SHORT EXERCISE => Return each line of the entries below that contains the word "outline".
**********
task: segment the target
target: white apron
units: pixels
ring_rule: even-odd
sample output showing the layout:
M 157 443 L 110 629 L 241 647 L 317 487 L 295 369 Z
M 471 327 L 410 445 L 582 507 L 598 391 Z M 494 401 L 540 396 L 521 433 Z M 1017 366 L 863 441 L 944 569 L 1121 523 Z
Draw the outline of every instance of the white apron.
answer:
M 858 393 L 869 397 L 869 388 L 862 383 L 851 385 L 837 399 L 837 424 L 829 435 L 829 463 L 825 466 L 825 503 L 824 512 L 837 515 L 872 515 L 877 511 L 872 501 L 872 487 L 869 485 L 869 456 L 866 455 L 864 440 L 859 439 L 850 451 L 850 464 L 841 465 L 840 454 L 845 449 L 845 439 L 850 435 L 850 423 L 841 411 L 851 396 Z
**********
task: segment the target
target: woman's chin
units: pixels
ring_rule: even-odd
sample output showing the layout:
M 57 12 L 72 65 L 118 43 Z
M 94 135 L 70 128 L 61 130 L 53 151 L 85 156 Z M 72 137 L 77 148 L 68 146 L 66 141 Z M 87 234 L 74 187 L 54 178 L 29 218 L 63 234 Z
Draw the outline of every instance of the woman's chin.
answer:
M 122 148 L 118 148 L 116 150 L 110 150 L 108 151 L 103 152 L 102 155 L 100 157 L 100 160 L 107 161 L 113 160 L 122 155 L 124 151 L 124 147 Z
**********
PROBLEM SOLUTION =>
Draw the outline of every instance of the white apron.
Draw the outline of every instance of the woman's chin.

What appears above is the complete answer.